**What is needed**: An exact copy of the lines from the one containing "flock of sheep." through the last line below is required; include both of those lines and no others.
=== Section Start ===
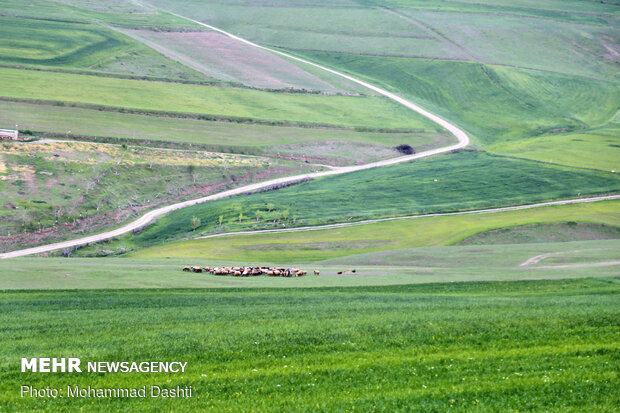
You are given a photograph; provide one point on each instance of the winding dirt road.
(460, 135)
(372, 221)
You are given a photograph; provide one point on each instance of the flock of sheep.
(251, 271)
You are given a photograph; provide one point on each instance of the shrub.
(405, 149)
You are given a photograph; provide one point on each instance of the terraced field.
(312, 246)
(132, 106)
(336, 145)
(52, 191)
(540, 344)
(447, 183)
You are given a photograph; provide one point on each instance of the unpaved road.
(371, 221)
(460, 135)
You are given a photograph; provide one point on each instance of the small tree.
(195, 223)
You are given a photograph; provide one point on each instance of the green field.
(456, 182)
(481, 65)
(313, 246)
(312, 143)
(109, 12)
(537, 345)
(222, 101)
(404, 263)
(66, 45)
(542, 232)
(512, 106)
(56, 190)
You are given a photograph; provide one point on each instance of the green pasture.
(544, 232)
(237, 137)
(502, 346)
(597, 148)
(505, 34)
(61, 189)
(89, 11)
(495, 104)
(319, 245)
(399, 265)
(456, 182)
(222, 101)
(67, 45)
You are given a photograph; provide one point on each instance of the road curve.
(372, 221)
(460, 135)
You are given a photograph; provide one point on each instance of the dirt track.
(460, 135)
(371, 221)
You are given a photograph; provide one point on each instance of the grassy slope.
(539, 233)
(73, 188)
(398, 266)
(57, 11)
(463, 181)
(383, 236)
(543, 346)
(467, 61)
(80, 121)
(64, 45)
(506, 109)
(339, 110)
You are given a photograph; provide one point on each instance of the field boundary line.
(460, 135)
(439, 214)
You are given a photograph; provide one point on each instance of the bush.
(405, 149)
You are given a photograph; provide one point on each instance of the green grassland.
(596, 148)
(223, 101)
(498, 105)
(52, 191)
(537, 345)
(65, 45)
(456, 182)
(482, 65)
(538, 233)
(82, 12)
(319, 245)
(574, 43)
(396, 266)
(66, 122)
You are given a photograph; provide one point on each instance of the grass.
=== Section End ===
**Response to the task**:
You are given a photograph; provide one point on each instance of the flock of sheep.
(251, 271)
You are given a photograph; provide one point on each instance of the shrub.
(405, 149)
You are given a photograph; provide one point on each instance of the terraced field.
(312, 246)
(132, 106)
(336, 145)
(52, 191)
(540, 344)
(447, 183)
You are given a photograph; provide one point on each instance of the unpaved road.
(371, 221)
(460, 135)
You are given a photograph; provide one point on each instance of the small tree.
(195, 223)
You are given a photograph; provide one point on each instance of the green field.
(456, 182)
(481, 65)
(313, 246)
(312, 143)
(109, 12)
(537, 345)
(222, 101)
(404, 263)
(66, 45)
(542, 232)
(512, 106)
(56, 190)
You are given a photograph; provide one point on each instance of the green pasture.
(544, 232)
(237, 137)
(502, 346)
(597, 148)
(505, 34)
(61, 189)
(89, 11)
(495, 104)
(319, 245)
(399, 265)
(456, 182)
(222, 101)
(67, 45)
You are given a photograph; provide one point on each instance of the road curve.
(372, 221)
(460, 135)
You are given a photograph; provide one point on each instance of the dirt track.
(460, 135)
(371, 221)
You are given a photograph; provide one point on each instance of the grassy slope.
(539, 233)
(73, 188)
(398, 266)
(57, 11)
(463, 181)
(383, 236)
(543, 346)
(467, 61)
(80, 121)
(64, 45)
(506, 109)
(339, 110)
You are given a photograph; provide one point on each instance of the field boundary line.
(460, 135)
(439, 214)
You are given a photograph; provide one point on each instance of the bush.
(405, 149)
You are given a photograph; provide one point on each instance of the green grassland.
(596, 148)
(223, 101)
(498, 105)
(52, 191)
(537, 345)
(65, 45)
(456, 182)
(482, 65)
(538, 233)
(82, 12)
(319, 245)
(574, 43)
(396, 266)
(66, 122)
You are given a photograph; provide one point on each instance of the grass.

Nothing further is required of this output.